▶ **EXERCISE AIM**
Find every line in the records below that contains "instance", and copy it.

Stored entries

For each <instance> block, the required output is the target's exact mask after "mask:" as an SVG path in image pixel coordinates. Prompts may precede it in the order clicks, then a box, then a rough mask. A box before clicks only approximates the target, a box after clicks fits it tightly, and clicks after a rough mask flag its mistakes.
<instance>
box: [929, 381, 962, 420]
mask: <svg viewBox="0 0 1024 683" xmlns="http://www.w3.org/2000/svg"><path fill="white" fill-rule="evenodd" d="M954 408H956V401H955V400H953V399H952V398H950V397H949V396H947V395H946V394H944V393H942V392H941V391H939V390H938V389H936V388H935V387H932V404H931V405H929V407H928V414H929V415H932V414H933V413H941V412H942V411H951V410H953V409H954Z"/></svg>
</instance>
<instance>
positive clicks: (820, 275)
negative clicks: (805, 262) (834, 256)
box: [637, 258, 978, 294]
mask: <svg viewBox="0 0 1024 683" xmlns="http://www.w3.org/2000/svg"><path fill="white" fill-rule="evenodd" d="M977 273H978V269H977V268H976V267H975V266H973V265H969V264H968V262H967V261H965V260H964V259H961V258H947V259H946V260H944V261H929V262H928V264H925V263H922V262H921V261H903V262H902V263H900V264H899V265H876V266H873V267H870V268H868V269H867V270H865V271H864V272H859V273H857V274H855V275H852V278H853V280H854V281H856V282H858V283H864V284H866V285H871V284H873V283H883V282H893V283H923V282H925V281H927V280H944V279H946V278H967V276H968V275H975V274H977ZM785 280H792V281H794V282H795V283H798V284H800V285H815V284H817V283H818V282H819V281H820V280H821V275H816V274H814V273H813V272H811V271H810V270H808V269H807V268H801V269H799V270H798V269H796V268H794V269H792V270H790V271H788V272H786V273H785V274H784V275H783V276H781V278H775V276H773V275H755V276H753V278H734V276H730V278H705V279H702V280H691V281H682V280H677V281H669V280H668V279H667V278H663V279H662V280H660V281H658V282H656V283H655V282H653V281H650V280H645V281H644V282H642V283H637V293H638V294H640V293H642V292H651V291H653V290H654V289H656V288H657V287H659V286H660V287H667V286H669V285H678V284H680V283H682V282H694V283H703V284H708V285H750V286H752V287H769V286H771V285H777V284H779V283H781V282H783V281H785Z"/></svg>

▶ **EXERCISE ANSWER**
For each <instance> block, the required output is the target's exact mask after "mask:" as an SVG path in image pixel coordinates. Prompts may precede it in the order clicks, then a box, then a rough mask. A box before clicks only approximates the target, a box after clicks fits it tightly, and clicks after a rough mask flag its mistakes.
<instance>
</instance>
<instance>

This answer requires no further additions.